GIVEN TASK: The lines to be copied run from the one containing "Return one point per instance of the man standing" to the end of the material below; reproduce them exactly, including both ends, and nothing more.

====

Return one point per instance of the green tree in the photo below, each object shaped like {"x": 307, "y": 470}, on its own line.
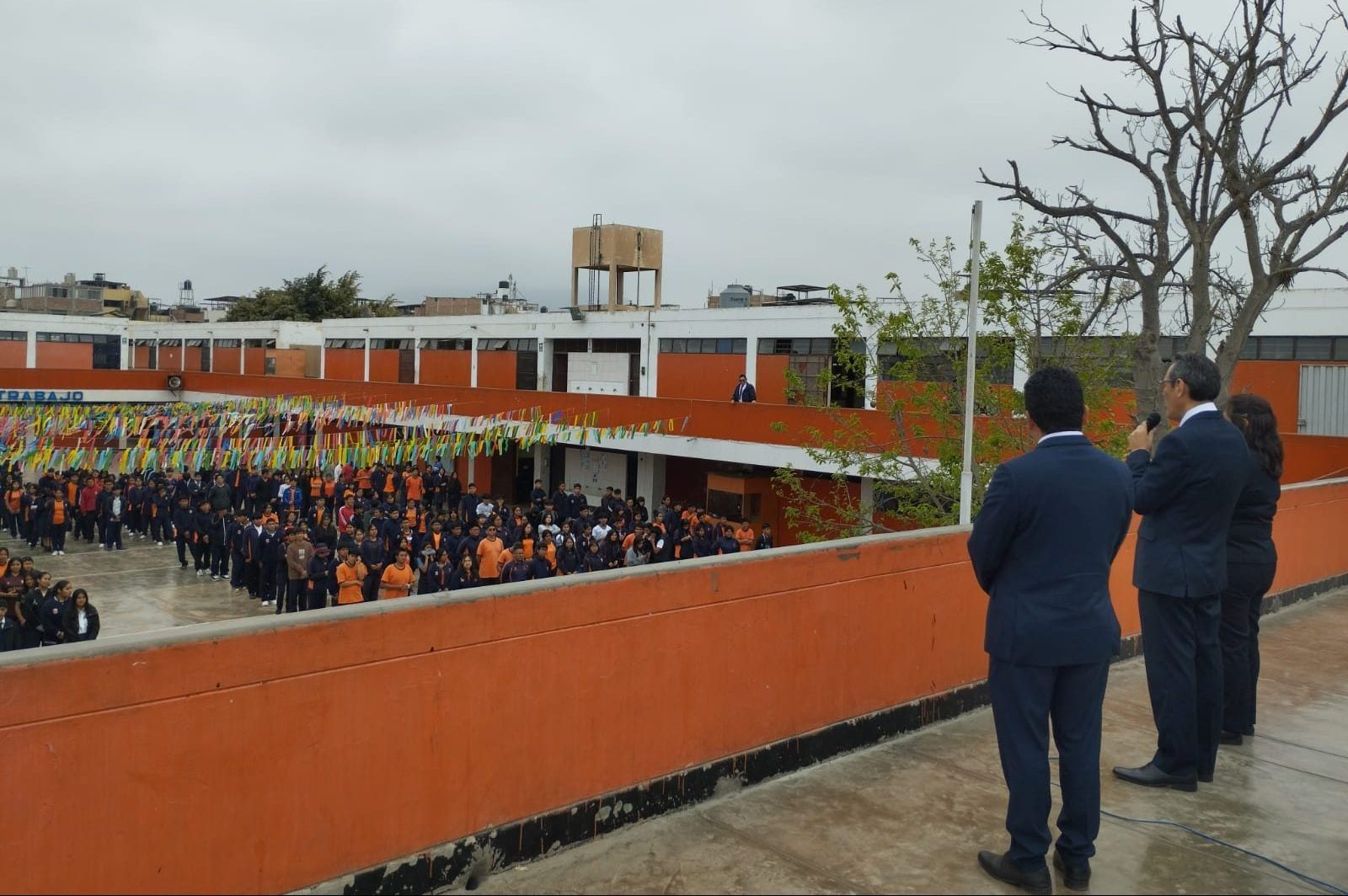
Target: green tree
{"x": 312, "y": 296}
{"x": 907, "y": 356}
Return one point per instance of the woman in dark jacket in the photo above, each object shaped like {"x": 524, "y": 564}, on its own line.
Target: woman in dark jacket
{"x": 53, "y": 610}
{"x": 570, "y": 558}
{"x": 1251, "y": 563}
{"x": 80, "y": 617}
{"x": 464, "y": 574}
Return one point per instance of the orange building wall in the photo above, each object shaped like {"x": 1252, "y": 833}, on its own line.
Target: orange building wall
{"x": 78, "y": 356}
{"x": 344, "y": 364}
{"x": 15, "y": 355}
{"x": 1280, "y": 381}
{"x": 444, "y": 367}
{"x": 772, "y": 379}
{"x": 468, "y": 713}
{"x": 255, "y": 361}
{"x": 170, "y": 357}
{"x": 698, "y": 376}
{"x": 496, "y": 370}
{"x": 224, "y": 360}
{"x": 383, "y": 365}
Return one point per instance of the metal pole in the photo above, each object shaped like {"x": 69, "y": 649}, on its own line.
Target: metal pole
{"x": 970, "y": 361}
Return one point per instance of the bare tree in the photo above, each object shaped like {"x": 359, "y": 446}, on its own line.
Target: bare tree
{"x": 1206, "y": 138}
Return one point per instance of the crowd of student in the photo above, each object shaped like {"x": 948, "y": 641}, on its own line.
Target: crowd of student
{"x": 307, "y": 539}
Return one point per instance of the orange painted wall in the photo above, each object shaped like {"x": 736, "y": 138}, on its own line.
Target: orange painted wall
{"x": 65, "y": 356}
{"x": 255, "y": 361}
{"x": 448, "y": 367}
{"x": 344, "y": 364}
{"x": 224, "y": 360}
{"x": 467, "y": 714}
{"x": 770, "y": 381}
{"x": 17, "y": 355}
{"x": 1280, "y": 381}
{"x": 383, "y": 365}
{"x": 698, "y": 376}
{"x": 170, "y": 357}
{"x": 496, "y": 370}
{"x": 1313, "y": 457}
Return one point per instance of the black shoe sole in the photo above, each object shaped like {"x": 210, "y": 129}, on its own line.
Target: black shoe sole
{"x": 1069, "y": 879}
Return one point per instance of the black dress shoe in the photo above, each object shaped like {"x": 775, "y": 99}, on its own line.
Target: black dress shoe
{"x": 1002, "y": 868}
{"x": 1075, "y": 875}
{"x": 1152, "y": 776}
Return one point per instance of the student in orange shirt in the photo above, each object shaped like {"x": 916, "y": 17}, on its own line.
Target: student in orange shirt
{"x": 350, "y": 576}
{"x": 413, "y": 485}
{"x": 398, "y": 579}
{"x": 489, "y": 558}
{"x": 745, "y": 536}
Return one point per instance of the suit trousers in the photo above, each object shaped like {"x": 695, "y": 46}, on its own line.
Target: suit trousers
{"x": 1240, "y": 606}
{"x": 1183, "y": 648}
{"x": 1024, "y": 701}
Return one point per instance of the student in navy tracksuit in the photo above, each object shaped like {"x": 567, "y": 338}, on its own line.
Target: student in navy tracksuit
{"x": 1185, "y": 496}
{"x": 1042, "y": 552}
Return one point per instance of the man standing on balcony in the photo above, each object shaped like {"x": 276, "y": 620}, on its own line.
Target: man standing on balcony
{"x": 1185, "y": 493}
{"x": 1042, "y": 552}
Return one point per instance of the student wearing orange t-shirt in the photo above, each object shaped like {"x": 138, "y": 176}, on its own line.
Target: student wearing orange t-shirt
{"x": 746, "y": 536}
{"x": 398, "y": 579}
{"x": 489, "y": 552}
{"x": 413, "y": 485}
{"x": 350, "y": 577}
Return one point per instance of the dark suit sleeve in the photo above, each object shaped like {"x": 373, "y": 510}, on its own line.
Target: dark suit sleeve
{"x": 1156, "y": 483}
{"x": 994, "y": 530}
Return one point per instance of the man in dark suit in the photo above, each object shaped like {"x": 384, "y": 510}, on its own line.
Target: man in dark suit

====

ANSWER FOR THE TASK:
Return one point per instance of the man standing on balcony in the photo above, each object shaped like {"x": 276, "y": 620}, on its own line.
Target: man standing on balcony
{"x": 1185, "y": 493}
{"x": 1042, "y": 552}
Return one point per instance of the student wearing orange t-shirt in the photo above, each object shaped like {"x": 138, "y": 176}, on its own line.
Target: student wearing orange t-shirt
{"x": 746, "y": 536}
{"x": 398, "y": 579}
{"x": 489, "y": 552}
{"x": 413, "y": 485}
{"x": 350, "y": 577}
Return one point per instance of the dark suit sleeve in the photo above, each object shaped like {"x": 373, "y": 510}, on its own line.
Target: dark suit sleeve
{"x": 1156, "y": 483}
{"x": 994, "y": 530}
Return one point per instance of the man in dark suit in the photo above, each object shaped like {"x": 384, "y": 510}, on its own line.
Target: man in dark suit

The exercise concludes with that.